-- START --

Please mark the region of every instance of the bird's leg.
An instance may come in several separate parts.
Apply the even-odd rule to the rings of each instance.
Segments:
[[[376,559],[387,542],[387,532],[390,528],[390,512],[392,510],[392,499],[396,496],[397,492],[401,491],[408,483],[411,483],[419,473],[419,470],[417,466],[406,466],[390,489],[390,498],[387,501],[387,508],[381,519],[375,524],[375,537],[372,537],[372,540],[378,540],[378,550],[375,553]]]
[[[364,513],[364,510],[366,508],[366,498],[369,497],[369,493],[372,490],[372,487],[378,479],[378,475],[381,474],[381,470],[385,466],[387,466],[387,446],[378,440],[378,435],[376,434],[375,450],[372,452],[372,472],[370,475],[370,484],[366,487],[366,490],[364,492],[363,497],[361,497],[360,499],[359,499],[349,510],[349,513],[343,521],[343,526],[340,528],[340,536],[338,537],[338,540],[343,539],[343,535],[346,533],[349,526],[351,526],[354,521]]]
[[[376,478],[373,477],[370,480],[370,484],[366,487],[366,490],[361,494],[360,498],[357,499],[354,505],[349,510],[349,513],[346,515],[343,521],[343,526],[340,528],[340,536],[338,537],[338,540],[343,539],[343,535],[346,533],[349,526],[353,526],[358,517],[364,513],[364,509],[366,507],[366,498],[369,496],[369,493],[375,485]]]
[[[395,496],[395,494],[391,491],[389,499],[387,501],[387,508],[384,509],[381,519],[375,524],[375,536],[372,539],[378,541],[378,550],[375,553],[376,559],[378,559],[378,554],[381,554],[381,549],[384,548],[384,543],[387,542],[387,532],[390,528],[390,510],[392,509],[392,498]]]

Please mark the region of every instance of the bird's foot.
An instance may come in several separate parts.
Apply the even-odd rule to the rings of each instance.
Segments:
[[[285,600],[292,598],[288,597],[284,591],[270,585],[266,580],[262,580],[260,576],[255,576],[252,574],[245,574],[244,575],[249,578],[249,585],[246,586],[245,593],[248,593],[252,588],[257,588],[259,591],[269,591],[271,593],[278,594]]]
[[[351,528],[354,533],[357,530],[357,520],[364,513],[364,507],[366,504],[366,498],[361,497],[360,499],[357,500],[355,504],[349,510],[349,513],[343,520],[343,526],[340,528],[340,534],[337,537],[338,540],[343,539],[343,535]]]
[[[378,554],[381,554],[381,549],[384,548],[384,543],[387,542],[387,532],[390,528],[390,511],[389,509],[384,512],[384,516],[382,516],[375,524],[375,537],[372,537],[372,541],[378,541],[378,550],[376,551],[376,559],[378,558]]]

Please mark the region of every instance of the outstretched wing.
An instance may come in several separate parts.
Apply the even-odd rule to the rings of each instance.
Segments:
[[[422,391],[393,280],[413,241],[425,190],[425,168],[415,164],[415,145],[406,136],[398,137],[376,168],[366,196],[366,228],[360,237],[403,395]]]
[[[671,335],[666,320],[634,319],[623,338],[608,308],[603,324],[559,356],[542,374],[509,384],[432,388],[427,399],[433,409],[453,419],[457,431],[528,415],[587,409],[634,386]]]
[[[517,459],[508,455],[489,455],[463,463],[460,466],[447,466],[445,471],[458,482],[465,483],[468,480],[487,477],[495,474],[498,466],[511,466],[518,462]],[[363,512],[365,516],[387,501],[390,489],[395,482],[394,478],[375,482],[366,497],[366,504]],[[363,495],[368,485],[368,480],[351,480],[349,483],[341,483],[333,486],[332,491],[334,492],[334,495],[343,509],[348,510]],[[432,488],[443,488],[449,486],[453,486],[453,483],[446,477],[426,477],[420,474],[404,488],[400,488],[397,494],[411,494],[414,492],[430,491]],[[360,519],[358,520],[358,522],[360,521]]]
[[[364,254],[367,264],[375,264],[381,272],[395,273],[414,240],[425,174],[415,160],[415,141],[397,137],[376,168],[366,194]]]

-- END --

Goal: Extract the complete listing verbatim.

Correct result:
Please mark the region of every instance of the bird's leg.
An instance may come in several separate parts.
Apply the even-odd rule to the rings of each instance.
Segments:
[[[376,559],[387,542],[387,532],[390,528],[390,512],[392,510],[392,499],[396,496],[397,492],[401,491],[408,483],[411,483],[419,473],[419,470],[417,466],[406,466],[390,489],[390,498],[387,501],[387,508],[381,519],[375,524],[375,537],[372,537],[372,540],[378,540],[378,550],[375,553]]]
[[[364,513],[364,510],[366,508],[366,498],[369,497],[369,493],[372,490],[372,487],[378,479],[378,475],[381,474],[381,470],[385,466],[387,466],[387,446],[378,440],[378,435],[376,434],[375,450],[372,452],[372,472],[370,475],[370,484],[366,487],[366,490],[364,492],[363,497],[361,497],[360,499],[359,499],[349,510],[349,513],[343,521],[343,526],[340,528],[340,536],[338,537],[338,540],[343,539],[343,535],[346,533],[349,526],[351,526],[354,521]]]
[[[376,478],[373,477],[370,480],[370,484],[366,487],[366,490],[361,494],[360,498],[357,499],[354,505],[349,510],[349,513],[346,515],[343,521],[343,526],[340,528],[340,536],[338,537],[338,540],[343,539],[343,535],[346,533],[349,526],[353,526],[358,517],[364,513],[364,509],[366,507],[366,498],[369,496],[369,493],[375,485]]]
[[[395,496],[395,494],[391,491],[389,499],[387,501],[387,508],[384,509],[381,519],[375,524],[375,536],[372,539],[378,541],[378,550],[375,553],[376,559],[378,559],[378,554],[381,554],[381,549],[384,548],[384,543],[387,542],[387,532],[390,528],[390,510],[392,509],[392,498]]]

Please mark the region of every instance of the bird's foot.
An instance may come in several separate parts.
Apply the even-odd rule to the rings of each instance.
Segments:
[[[285,600],[292,598],[288,597],[284,591],[270,585],[266,580],[262,580],[260,576],[255,576],[252,574],[245,574],[244,575],[249,578],[249,585],[246,586],[245,593],[248,593],[252,588],[257,588],[259,591],[269,591],[271,593],[278,594]]]
[[[351,528],[354,533],[357,530],[357,520],[364,513],[364,507],[366,504],[366,498],[361,497],[360,499],[357,500],[355,504],[349,510],[349,513],[343,520],[343,526],[340,528],[340,534],[337,537],[338,540],[343,539],[343,535]]]
[[[378,554],[381,554],[381,549],[384,548],[384,543],[387,542],[387,532],[390,528],[390,511],[389,509],[384,512],[384,516],[382,516],[375,524],[375,537],[372,537],[372,541],[378,541],[378,550],[376,551],[376,559],[378,558]]]

Please mark the region of every instance of the outstretched wing.
An instance may come in several separate parts.
Apply the even-odd rule to the rings of each instance.
Segments:
[[[422,391],[393,280],[413,241],[425,190],[425,168],[415,164],[415,145],[406,136],[398,137],[376,168],[366,196],[366,228],[360,237],[403,395]]]
[[[671,335],[666,320],[634,319],[623,338],[608,308],[603,324],[559,356],[542,374],[509,384],[432,388],[427,399],[433,409],[453,419],[457,431],[528,415],[587,409],[634,386]]]
[[[517,459],[508,455],[489,455],[463,463],[460,466],[447,466],[445,471],[458,482],[465,483],[468,480],[487,477],[495,474],[498,466],[511,466],[518,462]],[[363,512],[365,516],[387,501],[390,489],[395,482],[394,478],[375,482],[366,497],[366,504]],[[363,495],[368,485],[368,480],[351,480],[349,483],[341,483],[333,486],[332,491],[334,492],[334,495],[343,509],[348,510]],[[432,488],[443,488],[449,486],[453,486],[453,483],[446,477],[426,477],[420,474],[404,488],[400,488],[397,494],[411,494],[414,492],[430,491]],[[360,519],[358,520],[358,522],[360,521]]]
[[[364,254],[367,264],[375,264],[381,272],[395,273],[414,240],[425,174],[415,160],[415,141],[397,137],[376,168],[366,194]]]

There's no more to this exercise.